_Information shown_.
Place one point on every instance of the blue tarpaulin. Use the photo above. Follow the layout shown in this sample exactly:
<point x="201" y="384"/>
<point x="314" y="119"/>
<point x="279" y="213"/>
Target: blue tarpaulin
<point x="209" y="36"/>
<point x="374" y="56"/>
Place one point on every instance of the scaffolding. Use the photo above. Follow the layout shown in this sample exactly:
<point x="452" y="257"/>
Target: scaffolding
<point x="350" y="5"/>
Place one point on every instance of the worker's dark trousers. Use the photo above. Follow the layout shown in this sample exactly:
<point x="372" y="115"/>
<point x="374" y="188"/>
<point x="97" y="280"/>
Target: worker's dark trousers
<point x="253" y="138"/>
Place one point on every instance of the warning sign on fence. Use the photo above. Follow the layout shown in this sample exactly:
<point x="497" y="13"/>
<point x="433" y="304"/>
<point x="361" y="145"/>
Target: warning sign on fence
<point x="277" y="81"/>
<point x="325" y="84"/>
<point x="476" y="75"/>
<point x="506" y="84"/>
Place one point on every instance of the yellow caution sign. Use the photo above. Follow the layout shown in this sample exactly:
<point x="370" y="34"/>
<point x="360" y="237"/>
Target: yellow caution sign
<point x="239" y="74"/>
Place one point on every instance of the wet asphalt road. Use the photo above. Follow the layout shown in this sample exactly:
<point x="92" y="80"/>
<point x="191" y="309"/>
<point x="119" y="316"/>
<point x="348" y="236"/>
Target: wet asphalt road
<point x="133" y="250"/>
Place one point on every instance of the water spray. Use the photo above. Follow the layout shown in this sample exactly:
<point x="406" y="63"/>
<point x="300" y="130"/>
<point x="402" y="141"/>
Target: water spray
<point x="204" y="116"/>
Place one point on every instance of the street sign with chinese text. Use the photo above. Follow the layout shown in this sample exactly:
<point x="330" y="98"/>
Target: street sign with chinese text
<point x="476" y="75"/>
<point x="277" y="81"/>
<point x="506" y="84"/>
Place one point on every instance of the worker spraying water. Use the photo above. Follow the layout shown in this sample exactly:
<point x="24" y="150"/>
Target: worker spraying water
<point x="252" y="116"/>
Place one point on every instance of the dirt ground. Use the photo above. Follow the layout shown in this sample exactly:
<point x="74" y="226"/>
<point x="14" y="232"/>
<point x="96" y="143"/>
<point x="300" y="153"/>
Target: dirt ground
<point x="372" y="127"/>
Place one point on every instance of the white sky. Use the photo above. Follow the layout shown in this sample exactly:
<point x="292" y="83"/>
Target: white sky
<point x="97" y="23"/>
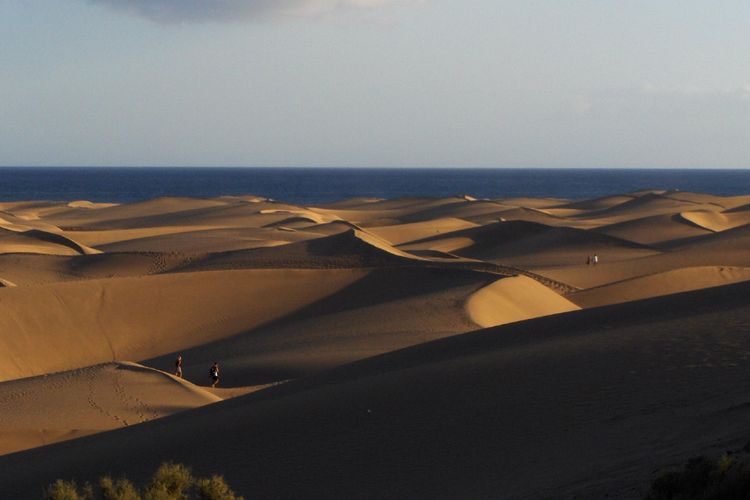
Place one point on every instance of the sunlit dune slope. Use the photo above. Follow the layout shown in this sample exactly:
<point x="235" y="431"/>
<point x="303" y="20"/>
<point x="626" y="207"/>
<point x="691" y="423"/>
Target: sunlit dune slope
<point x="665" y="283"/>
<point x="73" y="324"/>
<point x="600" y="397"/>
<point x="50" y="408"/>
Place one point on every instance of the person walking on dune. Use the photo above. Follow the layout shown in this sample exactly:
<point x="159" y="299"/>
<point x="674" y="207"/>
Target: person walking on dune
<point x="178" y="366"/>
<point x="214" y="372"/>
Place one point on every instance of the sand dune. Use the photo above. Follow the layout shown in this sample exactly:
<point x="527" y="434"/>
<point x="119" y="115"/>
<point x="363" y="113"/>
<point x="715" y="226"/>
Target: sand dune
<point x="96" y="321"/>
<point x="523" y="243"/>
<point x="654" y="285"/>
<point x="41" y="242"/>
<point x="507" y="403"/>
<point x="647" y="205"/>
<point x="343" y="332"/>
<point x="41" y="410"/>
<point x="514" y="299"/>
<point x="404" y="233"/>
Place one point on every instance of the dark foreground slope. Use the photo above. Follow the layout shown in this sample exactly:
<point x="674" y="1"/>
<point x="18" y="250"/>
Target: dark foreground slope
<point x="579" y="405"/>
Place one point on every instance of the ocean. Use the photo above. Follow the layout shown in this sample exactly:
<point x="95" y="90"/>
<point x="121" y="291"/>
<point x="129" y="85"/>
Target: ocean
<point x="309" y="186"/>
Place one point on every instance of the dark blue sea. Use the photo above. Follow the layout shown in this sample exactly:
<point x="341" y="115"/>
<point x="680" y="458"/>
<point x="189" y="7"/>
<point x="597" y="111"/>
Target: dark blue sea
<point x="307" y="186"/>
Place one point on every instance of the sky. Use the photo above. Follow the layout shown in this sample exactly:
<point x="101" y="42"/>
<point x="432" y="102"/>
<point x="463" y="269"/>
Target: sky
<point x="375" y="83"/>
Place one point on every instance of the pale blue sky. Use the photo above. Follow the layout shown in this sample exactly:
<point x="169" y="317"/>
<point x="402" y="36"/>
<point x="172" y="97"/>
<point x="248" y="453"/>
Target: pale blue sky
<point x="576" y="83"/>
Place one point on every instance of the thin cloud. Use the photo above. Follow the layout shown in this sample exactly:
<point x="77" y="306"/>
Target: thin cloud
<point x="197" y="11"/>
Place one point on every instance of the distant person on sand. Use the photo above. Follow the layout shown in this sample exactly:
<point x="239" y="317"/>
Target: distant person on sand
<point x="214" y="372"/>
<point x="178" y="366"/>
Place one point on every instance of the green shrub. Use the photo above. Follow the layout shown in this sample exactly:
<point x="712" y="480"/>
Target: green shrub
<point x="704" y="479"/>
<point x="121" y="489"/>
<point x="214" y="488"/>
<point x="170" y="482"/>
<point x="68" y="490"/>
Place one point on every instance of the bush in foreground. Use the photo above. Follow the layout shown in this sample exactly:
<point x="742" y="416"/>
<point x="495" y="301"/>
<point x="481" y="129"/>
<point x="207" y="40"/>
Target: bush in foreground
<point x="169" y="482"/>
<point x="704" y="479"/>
* * *
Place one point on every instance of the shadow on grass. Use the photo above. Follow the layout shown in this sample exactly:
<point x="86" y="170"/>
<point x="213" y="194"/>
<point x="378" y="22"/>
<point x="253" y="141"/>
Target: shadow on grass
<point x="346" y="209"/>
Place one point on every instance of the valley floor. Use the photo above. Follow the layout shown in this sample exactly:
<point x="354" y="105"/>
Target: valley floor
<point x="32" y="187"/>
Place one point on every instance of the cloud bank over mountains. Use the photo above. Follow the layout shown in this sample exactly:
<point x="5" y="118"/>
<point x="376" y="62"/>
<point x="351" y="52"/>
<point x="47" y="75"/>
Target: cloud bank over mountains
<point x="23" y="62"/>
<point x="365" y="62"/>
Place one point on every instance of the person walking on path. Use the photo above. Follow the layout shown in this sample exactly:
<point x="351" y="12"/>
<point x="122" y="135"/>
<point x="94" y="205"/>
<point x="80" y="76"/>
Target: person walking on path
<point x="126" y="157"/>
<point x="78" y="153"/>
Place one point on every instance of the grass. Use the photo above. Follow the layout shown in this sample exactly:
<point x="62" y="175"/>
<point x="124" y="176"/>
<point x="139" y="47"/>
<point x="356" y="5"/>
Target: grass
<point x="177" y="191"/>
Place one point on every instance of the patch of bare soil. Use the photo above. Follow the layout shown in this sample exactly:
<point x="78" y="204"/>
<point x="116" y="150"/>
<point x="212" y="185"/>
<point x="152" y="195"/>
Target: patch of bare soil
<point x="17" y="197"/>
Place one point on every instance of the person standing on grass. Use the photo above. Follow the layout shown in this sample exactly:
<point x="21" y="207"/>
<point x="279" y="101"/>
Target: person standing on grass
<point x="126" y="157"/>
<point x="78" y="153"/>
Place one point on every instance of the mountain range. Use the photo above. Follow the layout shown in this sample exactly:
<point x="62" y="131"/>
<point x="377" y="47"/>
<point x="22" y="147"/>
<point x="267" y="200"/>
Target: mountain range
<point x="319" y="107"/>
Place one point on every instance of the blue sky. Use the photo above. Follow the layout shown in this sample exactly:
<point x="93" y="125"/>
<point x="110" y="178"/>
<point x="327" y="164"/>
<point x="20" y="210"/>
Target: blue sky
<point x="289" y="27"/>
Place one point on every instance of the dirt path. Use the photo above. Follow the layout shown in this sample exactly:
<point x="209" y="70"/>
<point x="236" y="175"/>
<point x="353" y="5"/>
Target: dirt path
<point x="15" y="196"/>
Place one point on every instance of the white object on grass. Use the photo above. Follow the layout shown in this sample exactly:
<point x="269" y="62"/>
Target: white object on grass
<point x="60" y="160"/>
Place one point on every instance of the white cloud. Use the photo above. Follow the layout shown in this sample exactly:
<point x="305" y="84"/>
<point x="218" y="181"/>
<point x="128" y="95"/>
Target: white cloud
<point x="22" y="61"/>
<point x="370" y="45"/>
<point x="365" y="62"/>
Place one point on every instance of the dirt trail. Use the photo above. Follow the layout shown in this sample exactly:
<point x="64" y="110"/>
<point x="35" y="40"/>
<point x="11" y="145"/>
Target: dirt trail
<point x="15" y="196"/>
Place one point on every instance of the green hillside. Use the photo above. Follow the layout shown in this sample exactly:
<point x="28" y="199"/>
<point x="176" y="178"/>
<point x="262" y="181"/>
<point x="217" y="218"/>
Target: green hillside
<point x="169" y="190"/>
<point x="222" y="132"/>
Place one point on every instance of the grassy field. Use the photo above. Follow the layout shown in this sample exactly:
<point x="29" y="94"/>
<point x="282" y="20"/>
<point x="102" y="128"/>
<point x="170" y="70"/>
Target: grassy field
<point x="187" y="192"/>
--
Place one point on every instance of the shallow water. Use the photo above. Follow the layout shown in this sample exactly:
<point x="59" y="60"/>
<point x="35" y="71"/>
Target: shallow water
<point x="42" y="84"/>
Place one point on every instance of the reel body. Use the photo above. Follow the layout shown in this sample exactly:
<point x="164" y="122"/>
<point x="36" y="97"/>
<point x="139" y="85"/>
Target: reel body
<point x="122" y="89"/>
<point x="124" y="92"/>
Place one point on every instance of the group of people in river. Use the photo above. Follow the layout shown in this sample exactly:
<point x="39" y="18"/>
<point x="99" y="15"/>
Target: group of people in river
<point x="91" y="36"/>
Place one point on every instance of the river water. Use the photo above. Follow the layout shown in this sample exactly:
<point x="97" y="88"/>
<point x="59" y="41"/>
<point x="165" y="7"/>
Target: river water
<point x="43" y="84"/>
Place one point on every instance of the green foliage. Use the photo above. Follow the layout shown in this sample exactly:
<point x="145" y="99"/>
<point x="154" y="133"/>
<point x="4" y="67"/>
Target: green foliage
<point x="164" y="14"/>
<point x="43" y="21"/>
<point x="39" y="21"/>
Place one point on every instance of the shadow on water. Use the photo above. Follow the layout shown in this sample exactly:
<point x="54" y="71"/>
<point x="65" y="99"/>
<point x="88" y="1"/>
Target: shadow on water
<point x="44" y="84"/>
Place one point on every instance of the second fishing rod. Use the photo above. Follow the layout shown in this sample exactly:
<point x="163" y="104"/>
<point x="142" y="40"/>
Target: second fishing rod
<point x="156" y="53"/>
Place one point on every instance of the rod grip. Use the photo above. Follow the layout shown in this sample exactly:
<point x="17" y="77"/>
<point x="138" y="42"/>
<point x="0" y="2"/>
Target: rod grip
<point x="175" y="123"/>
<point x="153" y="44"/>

_The request_.
Return each line of the records above that contains the word "foreground", copied in full. Case counts when matching.

_Task solution_.
Place one point on every instance of the dark foreground slope. Use the photo above. Follow the layout shown in this sample exactly:
Target: dark foreground slope
Place one point on every instance of the bush in foreground. Use the photo above. Follow the layout shown in this sample exactly:
Target: bush in foreground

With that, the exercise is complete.